→ **INPUT MATERIAL**
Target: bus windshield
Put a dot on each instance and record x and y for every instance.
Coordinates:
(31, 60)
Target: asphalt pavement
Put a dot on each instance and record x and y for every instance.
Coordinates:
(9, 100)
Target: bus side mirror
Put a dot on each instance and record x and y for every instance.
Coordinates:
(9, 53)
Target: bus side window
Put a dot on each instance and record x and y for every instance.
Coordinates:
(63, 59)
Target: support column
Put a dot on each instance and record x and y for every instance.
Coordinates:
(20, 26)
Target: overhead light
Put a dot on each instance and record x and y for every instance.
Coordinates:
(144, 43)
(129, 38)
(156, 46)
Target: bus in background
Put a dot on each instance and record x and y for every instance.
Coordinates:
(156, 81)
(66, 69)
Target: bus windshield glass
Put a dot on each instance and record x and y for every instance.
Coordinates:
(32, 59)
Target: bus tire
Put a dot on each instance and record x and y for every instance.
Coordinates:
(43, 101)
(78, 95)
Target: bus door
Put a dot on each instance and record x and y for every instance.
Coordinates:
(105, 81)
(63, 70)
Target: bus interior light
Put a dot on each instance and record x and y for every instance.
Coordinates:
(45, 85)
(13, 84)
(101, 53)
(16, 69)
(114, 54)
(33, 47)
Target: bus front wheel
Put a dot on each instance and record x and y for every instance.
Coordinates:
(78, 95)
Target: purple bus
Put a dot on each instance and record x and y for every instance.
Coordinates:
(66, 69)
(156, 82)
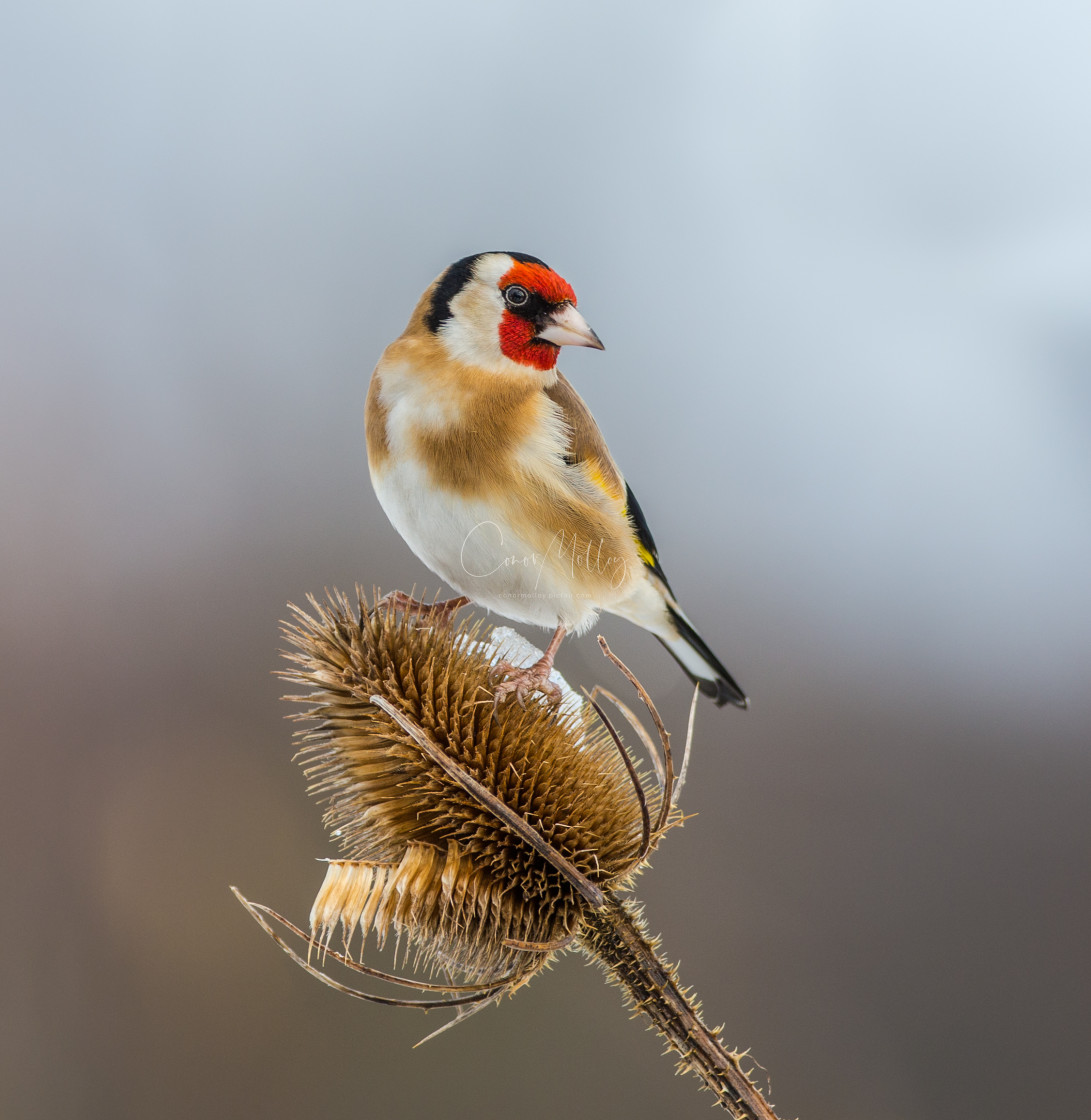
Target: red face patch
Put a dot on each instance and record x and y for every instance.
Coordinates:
(537, 278)
(516, 334)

→ **WHAT THE TASK REQUIRES**
Repeat, word for word, the lines from the start of the records to the line that contains "Target: bus side window", both of them included, and no others.

→ **ANSWER**
Target: bus windshield
Put a dot on each instance and record x and y for every instance.
Coordinates:
(31, 60)
Target: asphalt pavement
Put a dot on each instance and record x and y for every instance.
Coordinates:
(9, 100)
Target: bus side mirror
Put a dot on each instance and record x and y for every instance.
Coordinates:
(9, 53)
Target: bus side window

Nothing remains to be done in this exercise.